# EXERCISE AIM
Please render every line below as a JSON list of strings, one string per line, skipping any blank lines.

# SUPPLIED MATERIAL
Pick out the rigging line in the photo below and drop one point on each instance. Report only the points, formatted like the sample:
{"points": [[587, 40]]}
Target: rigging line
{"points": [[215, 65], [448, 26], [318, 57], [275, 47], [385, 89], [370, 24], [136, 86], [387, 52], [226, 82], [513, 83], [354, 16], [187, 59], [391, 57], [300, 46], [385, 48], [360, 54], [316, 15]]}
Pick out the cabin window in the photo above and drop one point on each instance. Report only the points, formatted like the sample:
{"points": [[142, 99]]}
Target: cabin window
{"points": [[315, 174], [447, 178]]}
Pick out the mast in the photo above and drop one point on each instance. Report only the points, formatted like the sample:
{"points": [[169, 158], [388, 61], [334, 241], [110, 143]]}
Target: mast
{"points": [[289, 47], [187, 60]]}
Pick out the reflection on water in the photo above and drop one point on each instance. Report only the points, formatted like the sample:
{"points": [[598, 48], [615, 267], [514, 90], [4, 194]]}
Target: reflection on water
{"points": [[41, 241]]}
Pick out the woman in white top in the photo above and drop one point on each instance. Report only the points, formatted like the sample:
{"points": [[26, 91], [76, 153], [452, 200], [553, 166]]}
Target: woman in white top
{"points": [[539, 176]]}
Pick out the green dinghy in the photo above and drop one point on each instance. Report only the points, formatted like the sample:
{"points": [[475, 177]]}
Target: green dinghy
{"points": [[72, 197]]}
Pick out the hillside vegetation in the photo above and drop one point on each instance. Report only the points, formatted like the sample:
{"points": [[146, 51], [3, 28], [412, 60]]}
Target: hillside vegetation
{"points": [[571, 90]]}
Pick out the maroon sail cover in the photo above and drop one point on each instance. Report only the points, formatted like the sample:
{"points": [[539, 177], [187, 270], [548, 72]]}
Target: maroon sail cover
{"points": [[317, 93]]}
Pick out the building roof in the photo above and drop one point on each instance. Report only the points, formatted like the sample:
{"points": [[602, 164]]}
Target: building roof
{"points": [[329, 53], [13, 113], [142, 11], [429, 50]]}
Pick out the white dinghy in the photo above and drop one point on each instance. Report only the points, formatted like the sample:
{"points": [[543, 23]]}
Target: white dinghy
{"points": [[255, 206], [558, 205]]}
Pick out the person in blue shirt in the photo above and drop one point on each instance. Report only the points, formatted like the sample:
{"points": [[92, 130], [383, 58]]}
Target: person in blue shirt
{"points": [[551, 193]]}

# ANSWER IN FULL
[
  "Pick out the rigging line in the photo below and drop one point on each instance. Report only the points, formatted like the sample:",
  "{\"points\": [[587, 40]]}",
  "Target: rigging line",
  "{\"points\": [[215, 65], [448, 26], [318, 57], [275, 47], [385, 89], [370, 24], [136, 86], [387, 52], [226, 82], [513, 83], [354, 16], [187, 59], [391, 57], [300, 46], [385, 48], [360, 54], [316, 15]]}",
  "Pick out the cabin window in the photo above and drop one point on each instance. Report only the points, formatted like the sample:",
  "{\"points\": [[142, 99]]}",
  "Target: cabin window",
  "{\"points\": [[315, 174], [447, 178]]}",
  "Pick out the mast in the photo above and drop one point on each instance. Report only the points, formatted like the sample:",
  "{\"points\": [[169, 158], [388, 61], [334, 241], [110, 143]]}",
  "Target: mast",
  "{\"points\": [[289, 47], [187, 60]]}",
  "Pick out the reflection on water in the photo above and drop one point on each instance. Report only the points, formatted like the sample:",
  "{\"points\": [[598, 48], [615, 267], [514, 90], [4, 194]]}",
  "Target: reflection on water",
  "{\"points\": [[41, 241]]}",
  "Pick out the woman in white top in the photo above and drop one point on each instance. Report only the points, formatted like the sample:",
  "{\"points\": [[26, 91], [76, 153], [452, 200], [553, 166]]}",
  "Target: woman in white top",
  "{\"points\": [[539, 176]]}",
  "Pick out the green dinghy in the photo above and drop one point on each instance. Report only the points, formatted like the sample:",
  "{\"points\": [[475, 177]]}",
  "Target: green dinghy",
  "{\"points\": [[72, 197]]}",
  "Pick out the hillside vegetation in the photo above and drop one point on each instance. Report only the points, formatted like the sample:",
  "{\"points\": [[146, 51], [3, 28], [412, 60]]}",
  "Target: hillside vegetation",
  "{\"points\": [[571, 90]]}",
  "Pick out the maroon sail cover in the photo above and drop one point on each instance. Report only the points, formatted like the sample:",
  "{\"points\": [[539, 177], [187, 270], [548, 72]]}",
  "Target: maroon sail cover",
  "{\"points\": [[317, 93]]}",
  "Pick out the building roof in the photo above and drop one point on each instance. Report only the points, formatted like the sample:",
  "{\"points\": [[602, 164]]}",
  "Target: building roof",
  "{\"points\": [[329, 53], [13, 113], [142, 11], [429, 50]]}",
  "Pick out the white dinghy in the photo above and drop one point on each instance. Report only the points, formatted like the sample:",
  "{\"points\": [[543, 23]]}",
  "Target: white dinghy",
  "{\"points\": [[255, 206], [558, 205]]}",
  "Pick out the person in blue shirt in the photo above and drop one point on each instance. Report only the points, formatted like the sample:",
  "{\"points\": [[92, 130], [383, 58]]}",
  "Target: person in blue shirt",
  "{\"points\": [[551, 193]]}"
]